Rewrite the lines of all the records below as a Markdown table with the columns "Nr" and "Line," giving each line its row number and omitting blank lines. Leave the pictures out of the answer.

§ Data shown
§

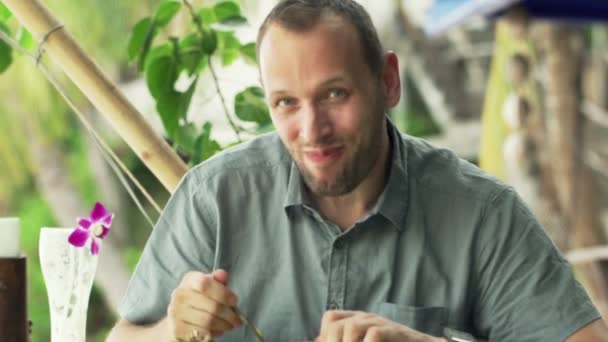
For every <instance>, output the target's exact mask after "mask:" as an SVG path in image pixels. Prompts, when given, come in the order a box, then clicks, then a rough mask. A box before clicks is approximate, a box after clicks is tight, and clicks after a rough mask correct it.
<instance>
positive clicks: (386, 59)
mask: <svg viewBox="0 0 608 342" xmlns="http://www.w3.org/2000/svg"><path fill="white" fill-rule="evenodd" d="M382 85H383V92H384V103H385V104H386V106H387V108H393V107H395V106H396V105H397V103H399V100H400V99H401V76H400V74H399V58H398V57H397V54H395V53H394V52H393V51H388V52H387V53H385V54H384V69H383V71H382Z"/></svg>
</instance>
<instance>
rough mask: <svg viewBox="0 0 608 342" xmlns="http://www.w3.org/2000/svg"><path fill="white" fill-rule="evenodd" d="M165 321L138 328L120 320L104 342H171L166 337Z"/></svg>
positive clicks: (164, 319) (158, 322)
mask: <svg viewBox="0 0 608 342" xmlns="http://www.w3.org/2000/svg"><path fill="white" fill-rule="evenodd" d="M168 331H169V329H167V319H166V318H165V319H163V320H161V321H159V322H158V323H155V324H152V325H147V326H140V325H134V324H131V323H130V322H129V321H127V320H124V319H121V320H120V321H118V323H116V325H115V326H114V328H113V329H112V331H111V332H110V335H108V338H107V340H106V342H124V341H150V342H169V341H171V340H170V338H169V336H168V335H167V332H168Z"/></svg>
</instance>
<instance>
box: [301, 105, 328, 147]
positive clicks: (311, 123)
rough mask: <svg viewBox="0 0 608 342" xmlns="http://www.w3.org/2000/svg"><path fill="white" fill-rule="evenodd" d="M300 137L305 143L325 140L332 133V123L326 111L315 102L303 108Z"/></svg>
mask: <svg viewBox="0 0 608 342" xmlns="http://www.w3.org/2000/svg"><path fill="white" fill-rule="evenodd" d="M302 121H303V122H302V126H301V129H300V138H301V139H302V140H303V141H304V142H305V143H307V144H310V145H316V144H323V143H325V142H327V141H328V140H329V139H330V138H331V135H332V131H333V128H332V124H331V120H330V117H329V115H328V113H327V112H326V111H325V110H324V109H323V108H321V107H320V106H319V105H317V104H314V103H312V104H309V105H307V106H306V107H305V108H304V110H303V118H302Z"/></svg>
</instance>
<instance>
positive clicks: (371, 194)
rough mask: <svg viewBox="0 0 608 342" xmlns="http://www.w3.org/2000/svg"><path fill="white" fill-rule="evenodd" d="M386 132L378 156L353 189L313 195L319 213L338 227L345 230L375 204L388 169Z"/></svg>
mask: <svg viewBox="0 0 608 342" xmlns="http://www.w3.org/2000/svg"><path fill="white" fill-rule="evenodd" d="M390 145H391V144H390V141H389V137H388V132H387V133H386V134H384V135H383V136H382V143H381V151H380V157H378V160H377V161H376V164H375V165H374V167H373V168H372V170H371V172H370V174H369V175H368V176H367V177H366V178H365V179H364V180H363V181H362V182H361V184H359V185H358V186H357V187H356V188H355V189H354V190H353V191H351V192H349V193H347V194H344V195H341V196H332V197H329V196H314V195H313V201H314V202H315V204H316V205H317V207H318V208H319V210H320V211H321V213H322V214H323V215H324V216H325V217H326V218H327V219H329V220H330V221H332V222H334V223H335V224H337V225H338V226H339V227H340V229H342V230H343V231H344V230H347V229H348V228H349V227H351V226H352V225H353V224H355V222H357V221H358V220H359V219H360V218H361V217H363V216H364V215H365V214H367V212H369V210H370V209H371V208H372V207H373V206H374V205H375V204H376V202H377V200H378V198H379V197H380V195H381V194H382V191H383V190H384V187H385V185H386V181H387V179H388V173H389V170H390V165H389V157H390V154H391V146H390Z"/></svg>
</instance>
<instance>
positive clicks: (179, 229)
mask: <svg viewBox="0 0 608 342" xmlns="http://www.w3.org/2000/svg"><path fill="white" fill-rule="evenodd" d="M198 189H199V186H198V182H197V181H196V178H195V175H194V174H192V173H189V174H187V175H186V176H185V177H184V179H182V181H181V182H180V184H179V186H178V188H177V190H176V191H175V193H174V194H173V195H172V196H171V198H170V199H169V201H168V202H167V205H166V206H165V208H164V210H163V212H162V214H161V216H160V218H159V220H158V222H157V223H156V225H155V227H154V230H153V231H152V233H151V235H150V237H149V239H148V241H147V242H146V246H145V247H144V250H143V253H142V255H141V257H140V259H139V262H138V264H137V267H136V268H135V272H134V273H133V275H132V277H131V280H130V282H129V286H128V288H127V292H126V294H125V296H124V298H123V301H122V303H121V305H120V307H119V314H120V316H121V317H122V318H124V319H125V320H127V321H129V322H131V323H133V324H138V325H144V324H150V323H154V322H157V321H159V320H161V319H162V318H164V317H165V316H166V312H167V306H168V305H169V302H170V298H171V292H172V291H173V289H175V288H176V287H177V286H178V285H179V282H180V281H181V278H182V276H183V275H184V274H185V273H186V272H189V271H200V272H204V273H210V272H211V270H212V268H213V260H214V249H215V231H214V223H213V217H212V215H210V212H208V211H207V207H208V206H206V204H205V199H204V198H203V195H202V194H201V193H200V191H199V190H198Z"/></svg>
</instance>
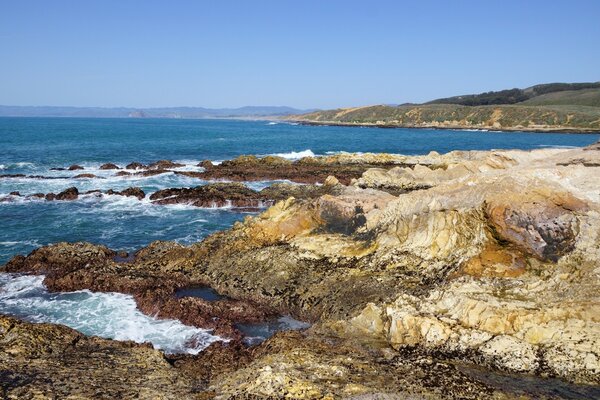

§

§ Answer for the task
| Nr | Line |
|---|---|
| 1 | For every <instance>, output the target's exact mask after "mask:" as an SVG path in image pixels. Prompts, when given, come in the order a box, then clicks, then a rough mask. A box before clicks is approximate, a box after clicks is tight, and clicks after a rough mask correct it. |
| 2 | <instance> |
| 3 | positive clicks: (386, 59) |
| 4 | mask: <svg viewBox="0 0 608 342" xmlns="http://www.w3.org/2000/svg"><path fill="white" fill-rule="evenodd" d="M382 85H383V92H384V103H385V104H386V106H387V108H393V107H395V106H396V105H397V103H399V100H400V99H401V76H400V74H399V58H398V57H397V54H395V53H394V52H393V51H388V52H387V53H385V54H384V69H383V71H382Z"/></svg> |
| 5 | </instance> |
| 6 | <instance> |
| 7 | rough mask: <svg viewBox="0 0 608 342" xmlns="http://www.w3.org/2000/svg"><path fill="white" fill-rule="evenodd" d="M165 321L138 328L120 320L104 342H171L166 337Z"/></svg> |
| 8 | positive clicks: (164, 319) (158, 322) |
| 9 | mask: <svg viewBox="0 0 608 342" xmlns="http://www.w3.org/2000/svg"><path fill="white" fill-rule="evenodd" d="M168 331H169V329H167V319H166V318H165V319H163V320H161V321H159V322H158V323H155V324H152V325H147V326H140V325H134V324H131V323H130V322H129V321H127V320H124V319H121V320H120V321H118V323H116V325H115V326H114V328H113V329H112V331H111V332H110V335H108V338H107V340H106V342H124V341H150V342H169V341H171V340H170V338H169V336H168V335H167V332H168Z"/></svg> |
| 10 | </instance> |
| 11 | <instance> |
| 12 | box: [301, 105, 328, 147] |
| 13 | positive clicks: (311, 123) |
| 14 | rough mask: <svg viewBox="0 0 608 342" xmlns="http://www.w3.org/2000/svg"><path fill="white" fill-rule="evenodd" d="M300 137L305 143L325 140L332 133V123L326 111L315 102L303 108Z"/></svg> |
| 15 | mask: <svg viewBox="0 0 608 342" xmlns="http://www.w3.org/2000/svg"><path fill="white" fill-rule="evenodd" d="M302 121H303V122H302V126H301V129H300V138H301V139H302V140H303V141H304V142H305V143H307V144H310V145H316V144H323V143H325V142H327V141H328V140H329V139H330V138H331V135H332V131H333V128H332V124H331V120H330V117H329V115H328V113H327V112H326V111H325V110H324V109H323V108H321V107H320V106H319V105H317V104H314V103H312V104H309V105H307V106H306V107H305V108H304V110H303V118H302Z"/></svg> |
| 16 | </instance> |
| 17 | <instance> |
| 18 | positive clicks: (371, 194) |
| 19 | rough mask: <svg viewBox="0 0 608 342" xmlns="http://www.w3.org/2000/svg"><path fill="white" fill-rule="evenodd" d="M386 132L378 156L353 189L313 195L319 213L338 227L345 230L375 204L388 169Z"/></svg> |
| 20 | mask: <svg viewBox="0 0 608 342" xmlns="http://www.w3.org/2000/svg"><path fill="white" fill-rule="evenodd" d="M390 145H391V144H390V141H389V137H388V132H387V133H386V134H384V135H383V136H382V143H381V151H380V157H378V160H377V161H376V164H375V165H374V167H373V168H372V170H371V172H370V174H369V175H368V176H367V177H366V178H365V179H364V180H363V181H362V182H361V184H359V185H358V186H357V187H356V188H355V189H354V190H353V191H351V192H349V193H347V194H344V195H341V196H332V197H329V196H314V195H313V201H314V202H315V204H316V205H317V207H318V208H319V210H320V211H321V213H322V214H323V215H324V216H325V217H326V218H327V219H329V220H330V221H332V222H334V223H335V224H337V225H338V226H339V227H340V229H342V230H343V231H344V230H347V229H348V228H349V227H351V226H352V225H353V224H355V222H357V221H358V220H359V219H360V218H361V217H363V216H364V215H365V214H367V212H369V210H370V209H371V208H372V207H373V206H374V205H375V204H376V202H377V200H378V198H379V197H380V195H381V194H382V191H383V190H384V187H385V185H386V181H387V179H388V173H389V170H390V165H389V157H390V154H391V146H390Z"/></svg> |
| 21 | </instance> |
| 22 | <instance> |
| 23 | positive clicks: (179, 229) |
| 24 | mask: <svg viewBox="0 0 608 342" xmlns="http://www.w3.org/2000/svg"><path fill="white" fill-rule="evenodd" d="M198 189H199V186H198V182H197V181H196V178H195V175H194V174H192V173H189V174H187V175H186V176H185V177H184V179H182V181H181V182H180V184H179V186H178V188H177V190H176V191H175V193H174V194H173V195H172V196H171V198H170V199H169V201H168V202H167V205H166V206H165V208H164V210H163V212H162V214H161V216H160V218H159V220H158V222H157V223H156V225H155V227H154V230H153V231H152V233H151V235H150V237H149V239H148V241H147V242H146V246H145V247H144V250H143V253H142V255H141V257H140V259H139V262H138V264H137V267H136V268H135V272H134V273H133V275H132V277H131V280H130V282H129V286H128V288H127V292H126V294H125V296H124V298H123V301H122V303H121V305H120V307H119V314H120V316H121V317H122V318H124V319H125V320H127V321H129V322H131V323H133V324H138V325H144V324H150V323H154V322H157V321H159V320H161V319H162V318H164V317H165V316H166V312H167V306H168V305H169V302H170V298H171V292H172V291H173V289H175V288H176V287H177V286H178V285H179V282H180V281H181V278H182V276H183V275H184V274H185V273H186V272H189V271H200V272H204V273H210V272H211V270H212V268H213V260H214V249H215V231H214V223H213V217H212V215H210V212H208V211H207V207H208V206H206V204H205V199H204V198H203V195H202V194H201V193H200V191H199V190H198Z"/></svg> |
| 25 | </instance> |